__WRITTEN PROBLEM__: Copy out each of the following entries word for word, keeping every line in its original order.

__Region annotation entries__:
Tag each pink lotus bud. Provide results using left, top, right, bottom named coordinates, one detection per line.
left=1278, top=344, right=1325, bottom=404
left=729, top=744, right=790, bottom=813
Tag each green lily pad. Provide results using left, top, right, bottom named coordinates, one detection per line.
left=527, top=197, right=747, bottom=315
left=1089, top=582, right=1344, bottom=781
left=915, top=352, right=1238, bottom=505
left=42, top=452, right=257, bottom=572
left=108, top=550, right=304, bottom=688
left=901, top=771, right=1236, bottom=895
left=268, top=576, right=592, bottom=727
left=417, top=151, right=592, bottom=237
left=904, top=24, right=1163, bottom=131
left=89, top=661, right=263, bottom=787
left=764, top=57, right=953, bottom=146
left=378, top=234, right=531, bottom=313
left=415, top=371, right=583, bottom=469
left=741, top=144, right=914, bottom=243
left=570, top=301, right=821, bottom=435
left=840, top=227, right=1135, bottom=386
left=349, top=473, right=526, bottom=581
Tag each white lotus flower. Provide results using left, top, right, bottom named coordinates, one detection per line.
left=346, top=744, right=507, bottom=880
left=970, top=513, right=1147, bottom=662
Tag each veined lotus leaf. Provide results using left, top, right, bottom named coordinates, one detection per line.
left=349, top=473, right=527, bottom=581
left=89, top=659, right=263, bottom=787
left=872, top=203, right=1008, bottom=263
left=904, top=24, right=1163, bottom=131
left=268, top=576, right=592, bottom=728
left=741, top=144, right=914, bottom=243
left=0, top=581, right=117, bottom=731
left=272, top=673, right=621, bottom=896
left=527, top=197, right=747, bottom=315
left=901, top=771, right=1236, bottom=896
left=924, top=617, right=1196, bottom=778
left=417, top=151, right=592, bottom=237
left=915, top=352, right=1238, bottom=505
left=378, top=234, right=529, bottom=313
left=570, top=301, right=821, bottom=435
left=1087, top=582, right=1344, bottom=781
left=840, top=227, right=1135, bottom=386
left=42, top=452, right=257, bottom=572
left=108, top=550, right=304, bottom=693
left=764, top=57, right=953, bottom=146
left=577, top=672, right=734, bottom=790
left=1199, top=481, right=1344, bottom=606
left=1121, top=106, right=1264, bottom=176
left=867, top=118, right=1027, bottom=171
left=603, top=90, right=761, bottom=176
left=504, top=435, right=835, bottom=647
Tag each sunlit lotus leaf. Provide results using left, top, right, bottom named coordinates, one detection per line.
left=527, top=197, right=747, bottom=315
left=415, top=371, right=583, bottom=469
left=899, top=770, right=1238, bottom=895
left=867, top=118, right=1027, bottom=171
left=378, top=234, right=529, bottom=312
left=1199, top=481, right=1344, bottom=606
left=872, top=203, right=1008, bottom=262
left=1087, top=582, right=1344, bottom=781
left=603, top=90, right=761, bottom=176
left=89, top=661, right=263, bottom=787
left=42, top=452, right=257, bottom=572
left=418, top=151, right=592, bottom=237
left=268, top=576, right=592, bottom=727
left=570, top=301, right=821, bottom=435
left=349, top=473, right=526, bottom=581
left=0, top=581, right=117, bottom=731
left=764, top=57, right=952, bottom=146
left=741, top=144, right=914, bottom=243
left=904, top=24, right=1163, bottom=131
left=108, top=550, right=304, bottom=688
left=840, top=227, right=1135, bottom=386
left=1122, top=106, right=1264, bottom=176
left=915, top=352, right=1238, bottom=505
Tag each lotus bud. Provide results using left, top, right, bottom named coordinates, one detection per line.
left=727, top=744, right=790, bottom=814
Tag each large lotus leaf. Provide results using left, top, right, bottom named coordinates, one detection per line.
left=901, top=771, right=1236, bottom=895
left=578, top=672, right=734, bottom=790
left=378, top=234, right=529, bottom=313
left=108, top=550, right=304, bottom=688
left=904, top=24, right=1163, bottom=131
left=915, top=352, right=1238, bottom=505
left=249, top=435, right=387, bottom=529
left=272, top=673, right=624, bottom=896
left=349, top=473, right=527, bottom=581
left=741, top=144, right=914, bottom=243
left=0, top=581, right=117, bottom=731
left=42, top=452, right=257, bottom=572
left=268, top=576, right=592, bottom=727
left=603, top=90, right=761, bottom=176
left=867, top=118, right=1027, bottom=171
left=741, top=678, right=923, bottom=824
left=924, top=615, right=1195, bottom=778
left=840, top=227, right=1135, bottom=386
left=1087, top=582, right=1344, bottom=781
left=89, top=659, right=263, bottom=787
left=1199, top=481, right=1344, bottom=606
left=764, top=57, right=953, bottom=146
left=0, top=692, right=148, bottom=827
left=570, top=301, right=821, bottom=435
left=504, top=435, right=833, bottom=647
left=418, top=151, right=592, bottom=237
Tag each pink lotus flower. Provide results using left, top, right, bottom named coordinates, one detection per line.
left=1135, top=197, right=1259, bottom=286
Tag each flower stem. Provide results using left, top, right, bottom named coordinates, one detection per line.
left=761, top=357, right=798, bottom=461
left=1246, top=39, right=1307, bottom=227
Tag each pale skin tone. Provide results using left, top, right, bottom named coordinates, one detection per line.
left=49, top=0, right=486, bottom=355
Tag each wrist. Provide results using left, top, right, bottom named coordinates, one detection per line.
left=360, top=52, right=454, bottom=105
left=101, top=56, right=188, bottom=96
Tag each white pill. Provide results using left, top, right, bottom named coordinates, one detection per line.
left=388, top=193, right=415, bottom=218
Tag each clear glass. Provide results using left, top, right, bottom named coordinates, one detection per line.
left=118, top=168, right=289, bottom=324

__OUTPUT FOR THIS TASK__:
Tag each pink lotus bud. Provide results using left, top, right, bottom named coordinates, one detection per line.
left=1278, top=344, right=1325, bottom=404
left=729, top=744, right=790, bottom=813
Tag each green lily pad. Provide results using left, top, right, bottom named coordinates, one detection per line.
left=527, top=197, right=747, bottom=315
left=1089, top=582, right=1344, bottom=781
left=915, top=352, right=1238, bottom=505
left=42, top=452, right=257, bottom=572
left=108, top=550, right=304, bottom=688
left=901, top=771, right=1236, bottom=895
left=268, top=576, right=592, bottom=727
left=417, top=151, right=592, bottom=237
left=904, top=24, right=1163, bottom=131
left=89, top=661, right=263, bottom=787
left=764, top=57, right=953, bottom=146
left=378, top=234, right=531, bottom=313
left=415, top=371, right=583, bottom=469
left=741, top=144, right=914, bottom=243
left=570, top=301, right=821, bottom=435
left=840, top=227, right=1135, bottom=386
left=349, top=473, right=526, bottom=581
Tag each white lotus flower. Provide results using left, top, right, bottom named coordinates, one detection per line.
left=346, top=744, right=507, bottom=880
left=970, top=513, right=1147, bottom=662
Tag each veined lotus leaf. Provide results using left, top, right, bottom named coordinates, one detection per line.
left=349, top=473, right=527, bottom=581
left=89, top=659, right=263, bottom=787
left=872, top=203, right=1008, bottom=263
left=904, top=24, right=1163, bottom=131
left=268, top=576, right=592, bottom=728
left=741, top=144, right=914, bottom=243
left=0, top=581, right=117, bottom=731
left=272, top=673, right=621, bottom=896
left=527, top=197, right=747, bottom=315
left=901, top=771, right=1236, bottom=896
left=924, top=617, right=1196, bottom=778
left=417, top=151, right=592, bottom=237
left=915, top=352, right=1238, bottom=505
left=378, top=234, right=529, bottom=313
left=570, top=301, right=821, bottom=435
left=1087, top=582, right=1344, bottom=781
left=840, top=227, right=1135, bottom=386
left=42, top=452, right=257, bottom=572
left=108, top=550, right=304, bottom=693
left=764, top=57, right=953, bottom=146
left=577, top=672, right=734, bottom=790
left=1199, top=481, right=1344, bottom=606
left=1121, top=106, right=1264, bottom=176
left=867, top=118, right=1027, bottom=171
left=603, top=90, right=761, bottom=176
left=504, top=435, right=835, bottom=647
Tag each sunlit lotus leaf. Provide results using left, top, right, bottom named coordinates, one detection per line.
left=527, top=197, right=747, bottom=315
left=415, top=371, right=583, bottom=469
left=899, top=770, right=1238, bottom=895
left=867, top=118, right=1027, bottom=171
left=378, top=234, right=529, bottom=312
left=1199, top=481, right=1344, bottom=606
left=872, top=203, right=1008, bottom=262
left=1087, top=582, right=1344, bottom=781
left=603, top=90, right=761, bottom=176
left=89, top=661, right=263, bottom=787
left=42, top=452, right=257, bottom=572
left=418, top=151, right=592, bottom=237
left=268, top=576, right=592, bottom=727
left=570, top=301, right=821, bottom=435
left=349, top=473, right=526, bottom=581
left=0, top=581, right=117, bottom=731
left=764, top=57, right=952, bottom=146
left=741, top=144, right=914, bottom=243
left=904, top=24, right=1163, bottom=131
left=108, top=550, right=304, bottom=688
left=840, top=227, right=1135, bottom=386
left=1122, top=106, right=1264, bottom=176
left=915, top=352, right=1238, bottom=505
Tag each lotus bud. Provide results using left, top, right, bottom named coordinates, one detection per line.
left=727, top=744, right=790, bottom=814
Tag each large lotus leaf. Provide results using left, top, right, bottom named coordinates, one detection per line.
left=901, top=771, right=1236, bottom=895
left=578, top=672, right=734, bottom=790
left=378, top=234, right=529, bottom=313
left=108, top=550, right=304, bottom=688
left=904, top=24, right=1163, bottom=131
left=915, top=352, right=1238, bottom=505
left=249, top=435, right=387, bottom=529
left=272, top=673, right=624, bottom=896
left=349, top=473, right=527, bottom=581
left=741, top=144, right=914, bottom=243
left=0, top=581, right=117, bottom=731
left=42, top=452, right=257, bottom=572
left=268, top=576, right=592, bottom=727
left=603, top=90, right=761, bottom=176
left=867, top=118, right=1027, bottom=171
left=741, top=678, right=923, bottom=824
left=924, top=615, right=1195, bottom=778
left=840, top=227, right=1135, bottom=386
left=1087, top=582, right=1344, bottom=781
left=89, top=659, right=263, bottom=787
left=1199, top=481, right=1344, bottom=606
left=764, top=57, right=953, bottom=146
left=0, top=692, right=148, bottom=827
left=570, top=301, right=821, bottom=435
left=504, top=435, right=833, bottom=647
left=418, top=151, right=592, bottom=237
Tag each pink lotus flower. Provide results using left, top, right, bottom named coordinates, one detection per line.
left=1135, top=197, right=1259, bottom=286
Tag each flower stem. Provide results using left, top, right, bottom named coordinates, one detection per line.
left=761, top=357, right=798, bottom=461
left=1246, top=39, right=1307, bottom=227
Tag each pale skin tone. Provide results using left, top, right, bottom named coordinates, one detection per line.
left=49, top=0, right=486, bottom=355
Tag each wrist. Provide results using left, top, right, bottom named coordinates, one detection per line.
left=360, top=52, right=454, bottom=105
left=101, top=56, right=188, bottom=96
Tag each white pill. Provide results using left, top, right, bottom named coordinates, one detection per line.
left=388, top=193, right=415, bottom=218
Tag each clear glass. Provide results using left, top, right, bottom named coordinates, one detection per line.
left=118, top=168, right=289, bottom=324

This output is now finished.